[begin EXTRACTED INFORMATION]

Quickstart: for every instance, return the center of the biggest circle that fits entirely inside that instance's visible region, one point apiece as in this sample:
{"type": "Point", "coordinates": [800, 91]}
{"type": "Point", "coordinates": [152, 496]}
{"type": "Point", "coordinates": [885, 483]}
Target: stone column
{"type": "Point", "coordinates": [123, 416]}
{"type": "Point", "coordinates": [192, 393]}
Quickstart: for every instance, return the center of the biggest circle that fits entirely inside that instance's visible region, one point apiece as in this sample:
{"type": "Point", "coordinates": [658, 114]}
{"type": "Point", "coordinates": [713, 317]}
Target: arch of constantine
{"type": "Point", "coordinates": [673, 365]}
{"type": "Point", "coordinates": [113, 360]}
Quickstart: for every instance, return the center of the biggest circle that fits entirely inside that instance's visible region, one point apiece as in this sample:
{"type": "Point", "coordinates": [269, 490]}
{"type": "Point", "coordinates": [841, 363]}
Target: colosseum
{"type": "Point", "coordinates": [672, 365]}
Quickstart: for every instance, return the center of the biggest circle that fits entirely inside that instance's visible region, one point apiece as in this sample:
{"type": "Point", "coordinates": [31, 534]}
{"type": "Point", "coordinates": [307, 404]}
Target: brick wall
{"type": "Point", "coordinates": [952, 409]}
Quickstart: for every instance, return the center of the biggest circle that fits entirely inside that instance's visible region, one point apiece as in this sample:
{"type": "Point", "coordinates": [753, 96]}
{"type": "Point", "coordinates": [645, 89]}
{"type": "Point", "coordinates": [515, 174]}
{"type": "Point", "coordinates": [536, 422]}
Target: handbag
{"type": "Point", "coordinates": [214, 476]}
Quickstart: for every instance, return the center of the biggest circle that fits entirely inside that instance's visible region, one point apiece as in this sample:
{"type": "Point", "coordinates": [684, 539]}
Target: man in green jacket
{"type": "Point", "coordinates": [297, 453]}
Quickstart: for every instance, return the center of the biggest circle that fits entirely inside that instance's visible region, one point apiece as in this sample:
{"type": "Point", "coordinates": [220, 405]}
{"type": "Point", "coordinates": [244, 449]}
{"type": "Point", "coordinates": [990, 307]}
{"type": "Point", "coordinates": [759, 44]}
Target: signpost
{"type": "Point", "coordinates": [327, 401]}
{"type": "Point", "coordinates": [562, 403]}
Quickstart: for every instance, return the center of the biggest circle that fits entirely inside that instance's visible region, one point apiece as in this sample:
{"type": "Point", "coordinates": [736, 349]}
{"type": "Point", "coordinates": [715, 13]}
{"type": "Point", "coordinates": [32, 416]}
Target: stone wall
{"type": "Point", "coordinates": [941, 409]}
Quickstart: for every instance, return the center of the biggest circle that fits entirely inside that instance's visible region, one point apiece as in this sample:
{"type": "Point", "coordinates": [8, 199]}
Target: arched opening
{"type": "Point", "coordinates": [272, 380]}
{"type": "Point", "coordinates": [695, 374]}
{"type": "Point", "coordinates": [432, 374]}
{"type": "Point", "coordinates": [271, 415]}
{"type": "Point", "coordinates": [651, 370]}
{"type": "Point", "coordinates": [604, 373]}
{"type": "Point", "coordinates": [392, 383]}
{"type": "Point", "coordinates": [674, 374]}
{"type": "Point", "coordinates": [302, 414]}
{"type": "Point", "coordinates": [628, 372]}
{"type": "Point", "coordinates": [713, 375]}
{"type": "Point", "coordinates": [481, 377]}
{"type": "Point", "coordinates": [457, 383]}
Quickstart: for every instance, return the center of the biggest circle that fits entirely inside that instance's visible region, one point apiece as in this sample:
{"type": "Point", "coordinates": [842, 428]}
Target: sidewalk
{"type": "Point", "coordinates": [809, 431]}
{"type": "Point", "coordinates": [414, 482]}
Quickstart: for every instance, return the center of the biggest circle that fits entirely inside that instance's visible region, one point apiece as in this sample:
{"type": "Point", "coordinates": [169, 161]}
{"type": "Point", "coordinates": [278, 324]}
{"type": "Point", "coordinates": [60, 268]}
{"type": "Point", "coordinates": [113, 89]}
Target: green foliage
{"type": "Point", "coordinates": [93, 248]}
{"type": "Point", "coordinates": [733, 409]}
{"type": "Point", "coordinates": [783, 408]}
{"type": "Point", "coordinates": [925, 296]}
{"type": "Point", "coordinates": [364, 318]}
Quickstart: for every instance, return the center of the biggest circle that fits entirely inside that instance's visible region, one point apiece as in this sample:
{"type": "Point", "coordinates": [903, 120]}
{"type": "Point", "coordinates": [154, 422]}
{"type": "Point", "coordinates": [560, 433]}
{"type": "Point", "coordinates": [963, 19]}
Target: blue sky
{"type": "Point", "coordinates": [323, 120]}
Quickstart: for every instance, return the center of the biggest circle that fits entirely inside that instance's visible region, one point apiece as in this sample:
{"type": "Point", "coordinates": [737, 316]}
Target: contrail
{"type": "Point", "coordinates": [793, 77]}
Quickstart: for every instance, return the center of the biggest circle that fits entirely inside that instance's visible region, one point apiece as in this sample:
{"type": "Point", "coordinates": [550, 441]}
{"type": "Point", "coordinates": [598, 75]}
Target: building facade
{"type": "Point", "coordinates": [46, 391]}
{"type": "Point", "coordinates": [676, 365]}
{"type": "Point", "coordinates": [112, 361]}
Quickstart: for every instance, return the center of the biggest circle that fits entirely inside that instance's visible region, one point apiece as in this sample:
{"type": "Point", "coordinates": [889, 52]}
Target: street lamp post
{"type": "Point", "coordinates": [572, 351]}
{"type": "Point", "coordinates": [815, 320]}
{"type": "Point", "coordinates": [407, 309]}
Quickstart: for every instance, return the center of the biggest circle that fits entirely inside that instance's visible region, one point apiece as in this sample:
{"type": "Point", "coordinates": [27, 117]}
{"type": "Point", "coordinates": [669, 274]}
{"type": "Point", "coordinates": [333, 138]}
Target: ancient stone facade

[end EXTRACTED INFORMATION]

### GOAL OF THE EXERCISE
Write out the full listing, keeping every line exactly as it is.

### EXERCISE RESULT
Quickstart: for every instance, return the center of the biggest circle that fits entirely inside that instance's visible region, one point apiece as in this sample:
{"type": "Point", "coordinates": [800, 91]}
{"type": "Point", "coordinates": [152, 496]}
{"type": "Point", "coordinates": [885, 483]}
Target: stone column
{"type": "Point", "coordinates": [123, 416]}
{"type": "Point", "coordinates": [192, 393]}
Quickstart: for every instance, return the center of the biggest circle that fits entirely inside that instance's visible region, one point apiece as in this sample:
{"type": "Point", "coordinates": [658, 114]}
{"type": "Point", "coordinates": [713, 317]}
Target: arch of constantine
{"type": "Point", "coordinates": [673, 365]}
{"type": "Point", "coordinates": [113, 360]}
Quickstart: for every instance, return the center of the biggest circle that fits entirely inside that instance's visible region, one point apiece as in this sample:
{"type": "Point", "coordinates": [269, 490]}
{"type": "Point", "coordinates": [841, 363]}
Target: colosseum
{"type": "Point", "coordinates": [672, 365]}
Quickstart: for every instance, return the center of the biggest circle that fits entirely inside that instance's visible region, one point apiece as in this sample:
{"type": "Point", "coordinates": [31, 534]}
{"type": "Point", "coordinates": [307, 404]}
Target: brick wall
{"type": "Point", "coordinates": [952, 409]}
Quickstart: for every instance, return the center of the biggest circle that fits entirely inside that instance's visible region, one point apiece as in this sample:
{"type": "Point", "coordinates": [753, 96]}
{"type": "Point", "coordinates": [645, 89]}
{"type": "Point", "coordinates": [515, 174]}
{"type": "Point", "coordinates": [536, 422]}
Target: handbag
{"type": "Point", "coordinates": [214, 476]}
Quickstart: for every instance, return the center of the biggest circle that fits entirely inside that instance's visible region, one point apiece as in this sample:
{"type": "Point", "coordinates": [684, 539]}
Target: man in green jacket
{"type": "Point", "coordinates": [297, 453]}
Quickstart: for every instance, return the center of the biggest circle that fits entirely inside that instance's visible region, one point apiece as in this sample:
{"type": "Point", "coordinates": [220, 405]}
{"type": "Point", "coordinates": [244, 449]}
{"type": "Point", "coordinates": [990, 307]}
{"type": "Point", "coordinates": [759, 44]}
Target: signpost
{"type": "Point", "coordinates": [327, 401]}
{"type": "Point", "coordinates": [562, 403]}
Quickstart: for every instance, return the center of the biggest circle that fits entirely inside that instance's visible region, one point apiece as in this sample:
{"type": "Point", "coordinates": [736, 349]}
{"type": "Point", "coordinates": [715, 13]}
{"type": "Point", "coordinates": [32, 416]}
Target: stone wall
{"type": "Point", "coordinates": [941, 409]}
Quickstart: for every instance, return the center of the biggest circle that fits entirely inside that instance's visible region, one point apiece as in this sample:
{"type": "Point", "coordinates": [8, 199]}
Target: arched opening
{"type": "Point", "coordinates": [272, 380]}
{"type": "Point", "coordinates": [695, 374]}
{"type": "Point", "coordinates": [432, 374]}
{"type": "Point", "coordinates": [271, 415]}
{"type": "Point", "coordinates": [651, 370]}
{"type": "Point", "coordinates": [604, 373]}
{"type": "Point", "coordinates": [392, 383]}
{"type": "Point", "coordinates": [674, 374]}
{"type": "Point", "coordinates": [302, 414]}
{"type": "Point", "coordinates": [628, 372]}
{"type": "Point", "coordinates": [713, 375]}
{"type": "Point", "coordinates": [481, 377]}
{"type": "Point", "coordinates": [457, 383]}
Quickstart: for every instance, return the center of the biggest circle that fits entirely inside that instance's visible region, one point apiece as in this sample:
{"type": "Point", "coordinates": [842, 428]}
Target: sidewalk
{"type": "Point", "coordinates": [809, 431]}
{"type": "Point", "coordinates": [414, 482]}
Quickstart: for every instance, return the center of the biggest circle that fits entirely inside that instance's visible region, one point apiece as in this sample:
{"type": "Point", "coordinates": [169, 161]}
{"type": "Point", "coordinates": [278, 324]}
{"type": "Point", "coordinates": [60, 268]}
{"type": "Point", "coordinates": [113, 89]}
Target: green foliage
{"type": "Point", "coordinates": [93, 248]}
{"type": "Point", "coordinates": [733, 409]}
{"type": "Point", "coordinates": [783, 408]}
{"type": "Point", "coordinates": [925, 296]}
{"type": "Point", "coordinates": [364, 318]}
Quickstart: for every instance, return the center of the biggest circle that fits entirely inside that instance's visible region, one point apiece as in this sample:
{"type": "Point", "coordinates": [903, 120]}
{"type": "Point", "coordinates": [154, 422]}
{"type": "Point", "coordinates": [560, 433]}
{"type": "Point", "coordinates": [963, 19]}
Target: blue sky
{"type": "Point", "coordinates": [323, 120]}
Quickstart: for every instance, return the center of the biggest circle that fits entirely inside that instance's visible region, one point apiece as in this sample:
{"type": "Point", "coordinates": [737, 316]}
Target: contrail
{"type": "Point", "coordinates": [793, 77]}
Quickstart: for every instance, return the center of the biggest circle that fits entirely inside that instance's visible region, one point apiece as in this sample:
{"type": "Point", "coordinates": [550, 441]}
{"type": "Point", "coordinates": [598, 75]}
Target: building facade
{"type": "Point", "coordinates": [46, 391]}
{"type": "Point", "coordinates": [676, 365]}
{"type": "Point", "coordinates": [112, 361]}
Quickstart: for every instance, return the center of the biggest circle that fits entirely inside that instance's visible region, one point apiece as in this sample:
{"type": "Point", "coordinates": [889, 52]}
Target: street lamp post
{"type": "Point", "coordinates": [572, 351]}
{"type": "Point", "coordinates": [815, 320]}
{"type": "Point", "coordinates": [407, 309]}
Quickstart: for every instance, return the center of the biggest circle that fits entirely inside that instance's visible region, one point apiece as in this sample:
{"type": "Point", "coordinates": [27, 117]}
{"type": "Point", "coordinates": [669, 274]}
{"type": "Point", "coordinates": [333, 138]}
Target: ancient stone facade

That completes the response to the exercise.